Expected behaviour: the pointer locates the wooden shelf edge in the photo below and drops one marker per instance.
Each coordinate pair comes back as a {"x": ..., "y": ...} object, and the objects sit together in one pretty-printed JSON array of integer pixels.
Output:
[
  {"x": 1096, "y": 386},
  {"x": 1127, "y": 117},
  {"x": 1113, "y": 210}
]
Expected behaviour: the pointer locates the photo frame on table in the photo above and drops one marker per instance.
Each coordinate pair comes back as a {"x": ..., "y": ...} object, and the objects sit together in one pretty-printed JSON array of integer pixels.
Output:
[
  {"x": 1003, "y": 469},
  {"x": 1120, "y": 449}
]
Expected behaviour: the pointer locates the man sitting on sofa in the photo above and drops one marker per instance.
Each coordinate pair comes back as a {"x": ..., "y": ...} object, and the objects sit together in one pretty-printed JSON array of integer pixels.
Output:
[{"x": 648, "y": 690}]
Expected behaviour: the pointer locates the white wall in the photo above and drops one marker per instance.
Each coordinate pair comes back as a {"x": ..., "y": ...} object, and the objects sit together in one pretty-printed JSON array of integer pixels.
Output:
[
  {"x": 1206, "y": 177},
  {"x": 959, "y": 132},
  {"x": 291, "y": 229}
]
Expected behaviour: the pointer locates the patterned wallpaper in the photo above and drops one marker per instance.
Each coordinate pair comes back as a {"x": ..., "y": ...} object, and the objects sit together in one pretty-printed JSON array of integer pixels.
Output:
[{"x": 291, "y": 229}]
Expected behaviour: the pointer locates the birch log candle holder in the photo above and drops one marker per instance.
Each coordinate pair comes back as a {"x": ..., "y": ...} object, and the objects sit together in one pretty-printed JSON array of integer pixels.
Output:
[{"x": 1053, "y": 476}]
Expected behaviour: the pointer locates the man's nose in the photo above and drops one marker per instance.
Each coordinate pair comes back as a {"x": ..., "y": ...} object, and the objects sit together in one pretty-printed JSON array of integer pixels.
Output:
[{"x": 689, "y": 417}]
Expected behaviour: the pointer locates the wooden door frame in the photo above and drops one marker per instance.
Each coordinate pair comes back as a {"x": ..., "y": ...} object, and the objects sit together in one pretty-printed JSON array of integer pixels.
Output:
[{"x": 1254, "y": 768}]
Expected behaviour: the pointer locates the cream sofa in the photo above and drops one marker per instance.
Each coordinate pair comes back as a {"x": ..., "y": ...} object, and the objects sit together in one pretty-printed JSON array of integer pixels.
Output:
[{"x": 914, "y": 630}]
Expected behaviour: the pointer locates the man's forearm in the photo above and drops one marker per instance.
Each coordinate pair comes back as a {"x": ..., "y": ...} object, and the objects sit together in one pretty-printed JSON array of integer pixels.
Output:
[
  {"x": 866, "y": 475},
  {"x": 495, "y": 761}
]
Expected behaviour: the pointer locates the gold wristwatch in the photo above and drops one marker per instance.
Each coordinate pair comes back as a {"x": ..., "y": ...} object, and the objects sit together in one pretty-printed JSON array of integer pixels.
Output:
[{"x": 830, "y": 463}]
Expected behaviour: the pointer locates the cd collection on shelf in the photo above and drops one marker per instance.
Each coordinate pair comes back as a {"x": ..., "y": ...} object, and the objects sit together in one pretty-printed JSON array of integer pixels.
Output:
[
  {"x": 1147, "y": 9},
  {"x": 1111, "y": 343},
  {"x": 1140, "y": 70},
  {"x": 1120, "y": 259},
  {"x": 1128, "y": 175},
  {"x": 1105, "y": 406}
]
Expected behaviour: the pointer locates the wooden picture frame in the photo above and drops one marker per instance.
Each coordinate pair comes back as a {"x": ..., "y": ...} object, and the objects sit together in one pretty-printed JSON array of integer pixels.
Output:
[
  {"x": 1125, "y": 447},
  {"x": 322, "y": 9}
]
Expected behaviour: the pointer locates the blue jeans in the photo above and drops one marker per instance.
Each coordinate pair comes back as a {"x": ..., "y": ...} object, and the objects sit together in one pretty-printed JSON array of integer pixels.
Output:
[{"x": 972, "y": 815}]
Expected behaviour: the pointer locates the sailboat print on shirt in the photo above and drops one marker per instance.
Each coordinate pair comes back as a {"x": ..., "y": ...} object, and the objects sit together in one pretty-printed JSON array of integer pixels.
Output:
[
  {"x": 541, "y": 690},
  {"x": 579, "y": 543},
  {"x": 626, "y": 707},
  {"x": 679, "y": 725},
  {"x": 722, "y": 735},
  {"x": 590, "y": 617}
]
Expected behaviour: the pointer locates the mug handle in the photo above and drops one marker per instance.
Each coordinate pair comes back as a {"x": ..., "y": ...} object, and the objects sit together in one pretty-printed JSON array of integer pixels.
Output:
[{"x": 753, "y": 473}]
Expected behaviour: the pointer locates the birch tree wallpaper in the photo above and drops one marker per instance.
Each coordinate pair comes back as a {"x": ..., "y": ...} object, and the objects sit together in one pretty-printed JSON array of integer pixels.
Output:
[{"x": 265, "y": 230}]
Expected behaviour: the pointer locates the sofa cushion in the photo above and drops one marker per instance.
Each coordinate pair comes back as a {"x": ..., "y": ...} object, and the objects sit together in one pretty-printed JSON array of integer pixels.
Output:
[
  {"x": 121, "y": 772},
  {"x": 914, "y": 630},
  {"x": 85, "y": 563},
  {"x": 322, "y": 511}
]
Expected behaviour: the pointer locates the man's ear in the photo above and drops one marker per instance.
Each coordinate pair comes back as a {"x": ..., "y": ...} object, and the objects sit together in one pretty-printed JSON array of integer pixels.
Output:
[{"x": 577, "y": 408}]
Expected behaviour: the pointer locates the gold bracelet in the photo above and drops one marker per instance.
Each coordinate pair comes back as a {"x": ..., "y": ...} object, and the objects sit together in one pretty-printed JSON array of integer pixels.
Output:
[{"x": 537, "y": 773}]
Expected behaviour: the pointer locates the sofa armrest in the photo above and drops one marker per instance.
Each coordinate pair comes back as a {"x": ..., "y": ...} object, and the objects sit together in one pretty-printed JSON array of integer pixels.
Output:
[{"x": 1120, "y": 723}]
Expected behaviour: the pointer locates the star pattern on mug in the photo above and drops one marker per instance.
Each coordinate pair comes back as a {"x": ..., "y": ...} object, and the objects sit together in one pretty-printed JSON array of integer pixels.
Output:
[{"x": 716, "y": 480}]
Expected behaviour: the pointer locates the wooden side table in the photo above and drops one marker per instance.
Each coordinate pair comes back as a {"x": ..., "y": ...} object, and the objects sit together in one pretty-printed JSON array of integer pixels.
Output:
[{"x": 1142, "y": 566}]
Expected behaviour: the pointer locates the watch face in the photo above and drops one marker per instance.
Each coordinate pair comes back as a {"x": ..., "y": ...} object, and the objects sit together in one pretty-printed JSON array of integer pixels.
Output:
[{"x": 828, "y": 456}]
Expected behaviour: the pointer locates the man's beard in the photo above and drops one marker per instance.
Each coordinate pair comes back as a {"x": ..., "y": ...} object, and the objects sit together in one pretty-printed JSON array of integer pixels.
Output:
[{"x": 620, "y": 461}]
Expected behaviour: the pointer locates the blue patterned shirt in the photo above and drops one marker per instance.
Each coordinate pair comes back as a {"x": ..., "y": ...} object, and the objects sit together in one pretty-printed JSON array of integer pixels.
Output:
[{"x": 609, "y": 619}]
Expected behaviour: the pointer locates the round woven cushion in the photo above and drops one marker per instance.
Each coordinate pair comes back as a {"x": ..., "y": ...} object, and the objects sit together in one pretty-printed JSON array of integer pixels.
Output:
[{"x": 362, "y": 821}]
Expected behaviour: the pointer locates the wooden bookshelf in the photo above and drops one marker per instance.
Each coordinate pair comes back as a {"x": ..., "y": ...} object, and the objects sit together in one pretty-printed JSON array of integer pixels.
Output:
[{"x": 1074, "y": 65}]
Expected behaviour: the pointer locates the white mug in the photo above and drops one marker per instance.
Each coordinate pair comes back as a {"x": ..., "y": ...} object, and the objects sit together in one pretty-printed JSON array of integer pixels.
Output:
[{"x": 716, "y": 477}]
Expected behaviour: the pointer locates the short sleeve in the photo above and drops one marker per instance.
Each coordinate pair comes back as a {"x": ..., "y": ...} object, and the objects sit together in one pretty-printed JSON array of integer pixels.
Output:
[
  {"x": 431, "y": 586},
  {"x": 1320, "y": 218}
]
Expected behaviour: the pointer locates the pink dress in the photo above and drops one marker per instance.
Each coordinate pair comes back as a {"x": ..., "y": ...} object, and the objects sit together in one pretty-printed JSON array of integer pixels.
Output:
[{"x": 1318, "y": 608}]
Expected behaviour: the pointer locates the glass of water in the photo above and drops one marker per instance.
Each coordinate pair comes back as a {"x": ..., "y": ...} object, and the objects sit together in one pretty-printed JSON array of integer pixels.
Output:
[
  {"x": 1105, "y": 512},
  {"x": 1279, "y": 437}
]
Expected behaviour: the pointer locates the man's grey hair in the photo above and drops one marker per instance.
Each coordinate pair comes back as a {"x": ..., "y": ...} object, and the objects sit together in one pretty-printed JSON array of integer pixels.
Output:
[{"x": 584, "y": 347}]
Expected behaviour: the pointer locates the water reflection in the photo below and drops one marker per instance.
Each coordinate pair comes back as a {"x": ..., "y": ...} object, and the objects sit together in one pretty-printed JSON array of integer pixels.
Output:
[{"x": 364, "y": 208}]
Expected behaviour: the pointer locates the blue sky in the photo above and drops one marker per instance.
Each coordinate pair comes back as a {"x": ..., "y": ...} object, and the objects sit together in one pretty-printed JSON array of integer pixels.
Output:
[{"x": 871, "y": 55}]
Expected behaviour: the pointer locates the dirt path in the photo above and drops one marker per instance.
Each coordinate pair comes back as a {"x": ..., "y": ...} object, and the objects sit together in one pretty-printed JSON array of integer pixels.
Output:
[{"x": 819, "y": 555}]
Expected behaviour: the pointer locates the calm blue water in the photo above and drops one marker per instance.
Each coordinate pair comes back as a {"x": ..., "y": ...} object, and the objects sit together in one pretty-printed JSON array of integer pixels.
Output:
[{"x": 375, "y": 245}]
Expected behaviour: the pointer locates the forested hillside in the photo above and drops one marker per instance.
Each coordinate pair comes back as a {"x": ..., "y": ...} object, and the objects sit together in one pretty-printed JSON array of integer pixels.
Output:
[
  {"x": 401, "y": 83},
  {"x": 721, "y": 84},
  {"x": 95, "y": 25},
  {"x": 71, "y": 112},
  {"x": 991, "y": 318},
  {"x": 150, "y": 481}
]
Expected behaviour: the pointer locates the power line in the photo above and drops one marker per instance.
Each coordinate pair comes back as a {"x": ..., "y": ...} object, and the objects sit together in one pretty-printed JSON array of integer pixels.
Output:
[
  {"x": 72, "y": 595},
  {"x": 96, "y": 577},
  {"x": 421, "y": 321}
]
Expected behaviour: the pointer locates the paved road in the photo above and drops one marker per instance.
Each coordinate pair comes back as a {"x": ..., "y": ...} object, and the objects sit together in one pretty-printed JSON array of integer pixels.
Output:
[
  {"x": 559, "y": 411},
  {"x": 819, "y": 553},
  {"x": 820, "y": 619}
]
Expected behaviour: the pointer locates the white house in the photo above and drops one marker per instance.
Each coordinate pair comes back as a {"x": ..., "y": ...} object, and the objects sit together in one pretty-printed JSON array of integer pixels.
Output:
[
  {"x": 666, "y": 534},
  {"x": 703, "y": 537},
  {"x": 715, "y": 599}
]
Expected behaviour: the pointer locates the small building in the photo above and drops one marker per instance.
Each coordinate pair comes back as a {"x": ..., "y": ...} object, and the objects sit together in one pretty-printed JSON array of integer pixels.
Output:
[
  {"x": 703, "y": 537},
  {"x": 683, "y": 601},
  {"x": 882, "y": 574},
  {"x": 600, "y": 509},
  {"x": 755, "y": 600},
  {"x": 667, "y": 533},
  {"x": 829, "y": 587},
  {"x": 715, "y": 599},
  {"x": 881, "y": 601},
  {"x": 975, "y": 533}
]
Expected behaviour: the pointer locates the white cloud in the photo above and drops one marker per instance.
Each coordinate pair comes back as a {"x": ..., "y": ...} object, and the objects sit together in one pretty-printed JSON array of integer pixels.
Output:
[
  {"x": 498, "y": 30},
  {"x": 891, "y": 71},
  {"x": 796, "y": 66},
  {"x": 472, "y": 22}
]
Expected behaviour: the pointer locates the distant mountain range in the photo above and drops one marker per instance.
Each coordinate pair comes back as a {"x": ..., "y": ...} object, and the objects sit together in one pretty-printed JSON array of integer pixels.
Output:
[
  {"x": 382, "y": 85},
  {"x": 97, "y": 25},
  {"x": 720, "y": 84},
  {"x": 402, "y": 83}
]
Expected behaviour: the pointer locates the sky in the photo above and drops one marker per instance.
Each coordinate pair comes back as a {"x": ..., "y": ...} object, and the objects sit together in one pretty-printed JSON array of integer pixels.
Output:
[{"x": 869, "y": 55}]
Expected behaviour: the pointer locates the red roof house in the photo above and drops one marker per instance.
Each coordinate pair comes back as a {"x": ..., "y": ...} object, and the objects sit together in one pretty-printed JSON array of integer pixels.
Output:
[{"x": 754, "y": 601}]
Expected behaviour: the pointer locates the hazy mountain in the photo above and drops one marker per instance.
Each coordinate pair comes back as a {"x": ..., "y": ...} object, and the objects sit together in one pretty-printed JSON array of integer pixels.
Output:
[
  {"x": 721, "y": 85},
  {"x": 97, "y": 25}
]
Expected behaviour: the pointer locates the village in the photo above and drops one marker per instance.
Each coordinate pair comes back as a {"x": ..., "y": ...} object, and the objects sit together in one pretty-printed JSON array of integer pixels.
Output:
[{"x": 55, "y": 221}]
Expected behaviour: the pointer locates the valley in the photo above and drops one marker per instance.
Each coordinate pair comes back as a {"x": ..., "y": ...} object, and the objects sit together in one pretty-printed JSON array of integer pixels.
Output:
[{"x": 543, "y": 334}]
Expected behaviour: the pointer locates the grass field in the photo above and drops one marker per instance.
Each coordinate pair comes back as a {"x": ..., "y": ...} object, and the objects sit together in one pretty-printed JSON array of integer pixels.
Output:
──────────────────────────────
### What is being asked
In the listing above, find the line containing "Expected behaviour: the pointer locates the village" and please quote exactly that line through the last one, and no other lines.

### Result
Expected behaviour: the pointer locates the village in the photo above and drops one marker per instance.
Each coordinate pair comes back as a {"x": ..., "y": ...} object, and the objects sit together in one pretty-printed JSON array of integer pixels.
Output:
[{"x": 55, "y": 221}]
Expected behaviour: the pointer locates the valley in the photo above and drops one marker per instance.
Each coordinate pair comes back as a {"x": ..., "y": ...} object, and the objects sit together in one pretty-printed JSON array of integer pixels.
Output:
[{"x": 543, "y": 334}]
Expected behaviour: the pointer locates the grass field in the photo above and drops one marker per instance.
Each coordinate pair comes back as a {"x": ..., "y": ...} object, and the objects sit together in one pretty-printed JSON array of integer pixels.
Output:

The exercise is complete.